ARTICLE

Ali et les soixante « voleurs »

En guerre contre la corruption, le vice-Premier ministre et garde des Sceaux a-t-il ordonné des enquêtes secrètes sur ses collègues du gouvernement ? Révélations sur une affaire d’État.

Publié le 25 février 2008 Lecture : 7 minutes.

Affaire Clearstream à la camerounaise – c’est-à-dire en plus grand, en plus fort et sans doute en plus inquiétant – avec faux listing et dénonciations calomnieuses ? Ou dernier avatar, en forme de bombe, de la lutte anticorruption lancée début 2006 par le président Paul Biya sous le nom d’« opération Épervier » ? Les deux à la fois peut-être. Depuis la fin janvier, dans un mouvement continu de va-et-vient à peine interrompu par les exploits des Lions en Coupe d’Afrique des nations, la presse et la rumeur camerounaises s’alimentent de ce qu’on appelle désormais « la liste d’Ali » : une soixantaine de personnalités de premier plan – en réalité, le cur du système et l’épine dorsale du régime – sur lesquelles le vice-Premier ministre et garde des Sceaux, Amadou Ali, aurait commandité des enquêtes financières, avec l’aval du chef de l’État.

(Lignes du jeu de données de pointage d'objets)
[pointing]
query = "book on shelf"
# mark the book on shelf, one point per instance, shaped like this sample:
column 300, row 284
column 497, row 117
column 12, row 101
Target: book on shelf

EXERCICES
1. D'après l'article, sous quel nom le président Paul Biya a-t-il lancé la lutte anticorruption début 2006 ?
2. Reformulez sous forme de liste le paragraphe de l'article qui commence par « Affaire Clearstream à la camerounaise », en conservant ses faits principaux.
Ces enregistrements proviennent d'une autre source.

RÉSULTATS FINAUX
1. Sous le nom d'« opération Épervier ».

2.
- L'affaire est présentée sous deux angles, peut-être valables à la fois :
  - une affaire Clearstream à la camerounaise, avec faux listing et dénonciations calomnieuses ;
  - un dernier avatar de l'« opération Épervier », la lutte anticorruption lancée début 2006 par le président Paul Biya.
- Depuis fin janvier, la presse et la rumeur camerounaises s'alimentent de « la liste d'Ali ». Elles n'ont été qu'à peine interrompues par les exploits des Lions en Coupe d'Afrique des nations.
- Cette liste concerne une soixantaine de personnalités de premier plan, qui forment l'épine dorsale du régime.
- Le vice-Premier ministre et garde des Sceaux, Amadou Ali, aurait commandité des enquêtes financières sur elles, avec l'aval du chef de l'État.